*** Input data ***
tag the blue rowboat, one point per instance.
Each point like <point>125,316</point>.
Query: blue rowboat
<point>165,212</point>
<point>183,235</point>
*** End of Input data ***
Problem statement
Return the whole listing, keeping each word as it stands.

Answer space
tag the blue rowboat, one point per instance.
Each point like <point>125,316</point>.
Query: blue rowboat
<point>165,212</point>
<point>183,235</point>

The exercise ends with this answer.